Rows from a dataset:
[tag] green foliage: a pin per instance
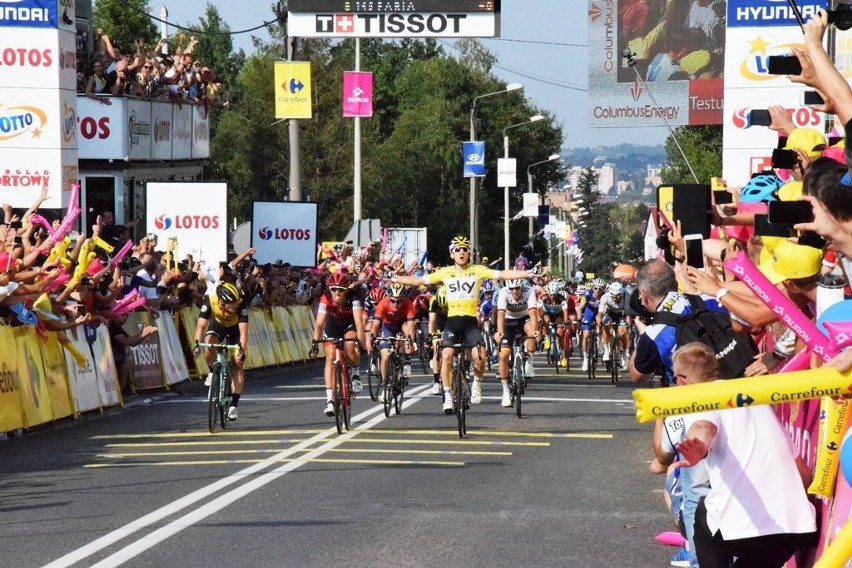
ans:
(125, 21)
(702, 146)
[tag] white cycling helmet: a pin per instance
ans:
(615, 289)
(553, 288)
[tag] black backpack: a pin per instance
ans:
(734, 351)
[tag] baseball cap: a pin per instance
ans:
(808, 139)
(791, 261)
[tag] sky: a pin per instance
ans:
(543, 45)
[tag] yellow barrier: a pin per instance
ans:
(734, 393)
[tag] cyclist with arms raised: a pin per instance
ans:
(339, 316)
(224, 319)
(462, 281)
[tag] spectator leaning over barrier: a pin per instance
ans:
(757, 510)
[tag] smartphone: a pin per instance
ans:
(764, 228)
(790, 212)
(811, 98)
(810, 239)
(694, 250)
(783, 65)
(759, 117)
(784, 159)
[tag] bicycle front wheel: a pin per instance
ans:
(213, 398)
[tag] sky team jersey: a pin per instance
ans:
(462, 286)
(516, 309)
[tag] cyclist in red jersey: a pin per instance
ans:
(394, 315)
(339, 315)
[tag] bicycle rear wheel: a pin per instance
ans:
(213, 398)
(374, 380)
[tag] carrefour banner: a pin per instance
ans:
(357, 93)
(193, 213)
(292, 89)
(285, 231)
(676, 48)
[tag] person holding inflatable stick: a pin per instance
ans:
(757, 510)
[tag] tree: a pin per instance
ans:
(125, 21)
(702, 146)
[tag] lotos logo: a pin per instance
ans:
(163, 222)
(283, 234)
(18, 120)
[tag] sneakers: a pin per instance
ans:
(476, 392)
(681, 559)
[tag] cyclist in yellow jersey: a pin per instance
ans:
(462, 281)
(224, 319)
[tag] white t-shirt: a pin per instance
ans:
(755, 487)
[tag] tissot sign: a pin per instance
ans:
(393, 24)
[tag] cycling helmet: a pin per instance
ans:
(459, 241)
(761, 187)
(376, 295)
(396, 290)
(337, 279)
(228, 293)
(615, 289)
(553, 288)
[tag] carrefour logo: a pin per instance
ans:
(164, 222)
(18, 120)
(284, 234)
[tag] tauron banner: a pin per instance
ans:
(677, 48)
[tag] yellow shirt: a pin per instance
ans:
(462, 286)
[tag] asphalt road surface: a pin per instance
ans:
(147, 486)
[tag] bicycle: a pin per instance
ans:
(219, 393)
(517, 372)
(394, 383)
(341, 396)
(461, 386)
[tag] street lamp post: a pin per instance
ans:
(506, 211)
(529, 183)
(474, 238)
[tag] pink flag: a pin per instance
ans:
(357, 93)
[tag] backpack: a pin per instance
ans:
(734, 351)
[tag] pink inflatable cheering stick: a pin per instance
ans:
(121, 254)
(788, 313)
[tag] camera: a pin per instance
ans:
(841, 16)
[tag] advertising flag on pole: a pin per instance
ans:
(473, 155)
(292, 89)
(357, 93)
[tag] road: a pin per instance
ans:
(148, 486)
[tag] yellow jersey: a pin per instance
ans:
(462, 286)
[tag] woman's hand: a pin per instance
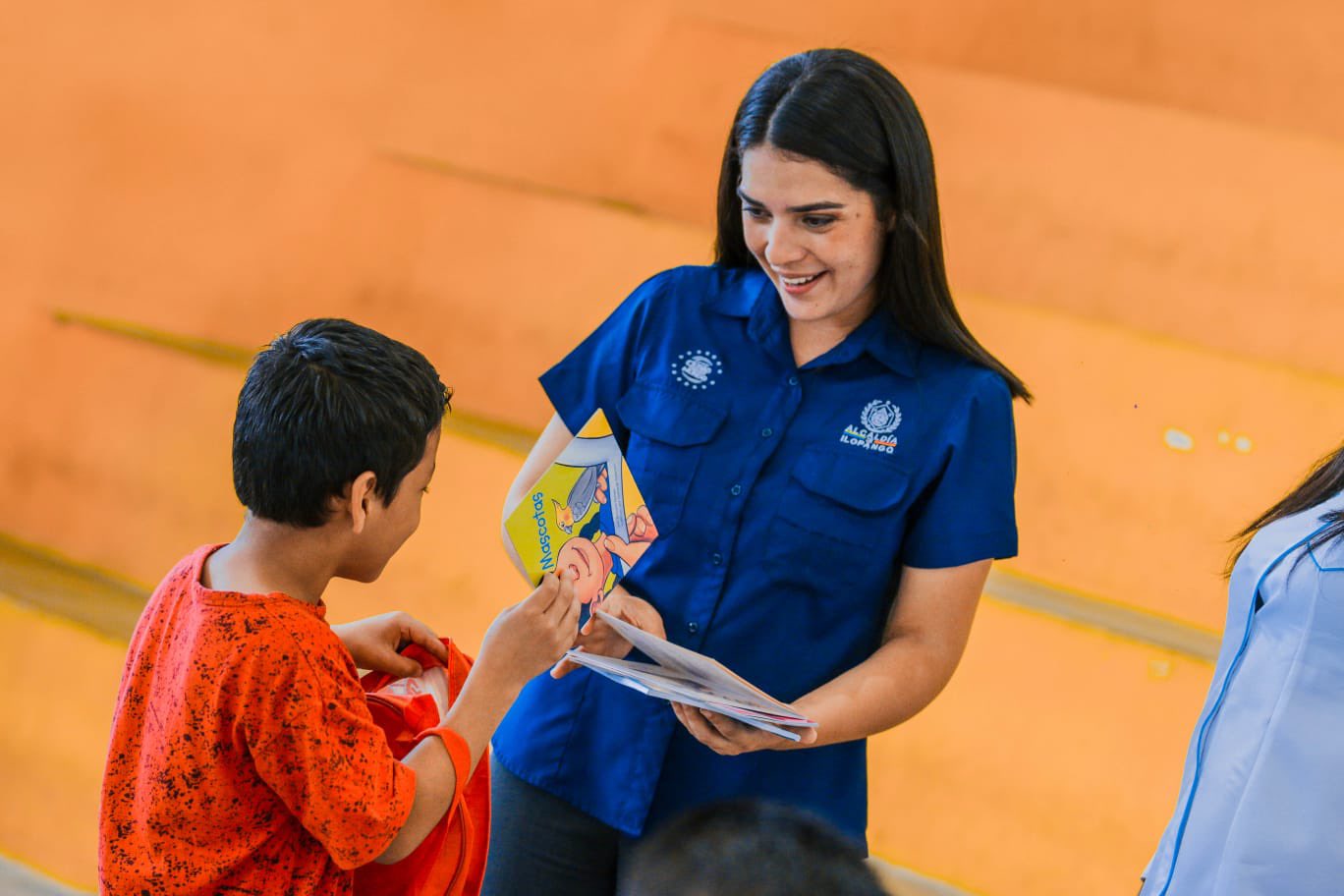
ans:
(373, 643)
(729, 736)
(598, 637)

Problem to work on: Will you restate every entry word for word and omit the images?

Result of the task:
[tag] green foliage: a pin per instance
ans:
(125, 21)
(702, 146)
[tag] white cycling helmet: a pin per instance
ans:
(615, 289)
(553, 288)
[tag] black backpack: a pin per instance
ans:
(734, 351)
[tag] baseball cap: a pin per instance
ans:
(808, 139)
(791, 261)
[tag] sky: a pin per instance
ans:
(543, 45)
[tag] yellow barrier: a pin per instance
ans:
(734, 393)
[tag] cyclist with arms raised: a pin per instance
ans:
(339, 316)
(224, 319)
(462, 281)
[tag] spectator leaning over barrier: a pin per instance
ans:
(757, 510)
[tag] smartphone: a pin per instance
ans:
(764, 228)
(790, 212)
(811, 98)
(810, 239)
(694, 250)
(783, 65)
(759, 117)
(784, 159)
[tag] bicycle front wheel: a pin per instance
ans:
(213, 398)
[tag] sky team jersey: a pin per instance
ans:
(462, 286)
(516, 309)
[tag] cyclist in red jersey: a pin per instance
ans:
(394, 315)
(339, 315)
[tag] bicycle rear wheel: a pin per instance
ans:
(213, 398)
(374, 380)
[tag] carrefour banner: a pin per instance
ans:
(357, 93)
(193, 213)
(292, 89)
(285, 231)
(676, 48)
[tag] person holding inflatable stick: a pin per instance
ans:
(757, 510)
[tag] tree: a pin per instance
ans:
(125, 21)
(702, 146)
[tag] lotos logo: a pin per instance
ans:
(163, 222)
(283, 234)
(18, 120)
[tag] sneakers: a pin per instance
ans:
(476, 392)
(681, 559)
[tag] cyclist in yellow jersey: a pin per instance
ans:
(462, 281)
(224, 319)
[tag] white t-shirt: a pin per instance
ans:
(755, 487)
[tag] tissot sign: a pin per instance
ans:
(393, 24)
[tag] cycling helmet: a pin per instance
ans:
(459, 241)
(761, 187)
(376, 295)
(396, 290)
(337, 279)
(228, 293)
(615, 289)
(553, 288)
[tag] carrefour logo: a pin per instance
ans:
(164, 222)
(18, 120)
(284, 234)
[tag] tauron banner: a pin per instance
ans:
(677, 48)
[tag] yellow shirt: a pin per instance
ans:
(462, 286)
[tag] asphalt road surface: a pin per instance
ans:
(147, 486)
[tag] bicycle: a pin per instance
ans:
(219, 393)
(517, 372)
(394, 383)
(341, 396)
(461, 386)
[tag] street lamp post: a pin per instance
ans:
(506, 211)
(529, 183)
(474, 238)
[tag] pink flag: a pin per instance
ans:
(357, 93)
[tag] backpack: a pin per instance
ans:
(734, 351)
[tag] pink inflatable cheering stick: a pin per instance
ans:
(121, 254)
(788, 313)
[tag] camera: a pin per instance
ans:
(841, 16)
[tag] advertising flag on pole: a pin per instance
ans:
(473, 155)
(292, 89)
(357, 93)
[tag] road: a pin per instance
ans:
(148, 486)
[tag] yellow jersey: a pin per instance
ans:
(462, 286)
[tag] woman's hand: a pin per instance
ans:
(373, 643)
(729, 736)
(598, 637)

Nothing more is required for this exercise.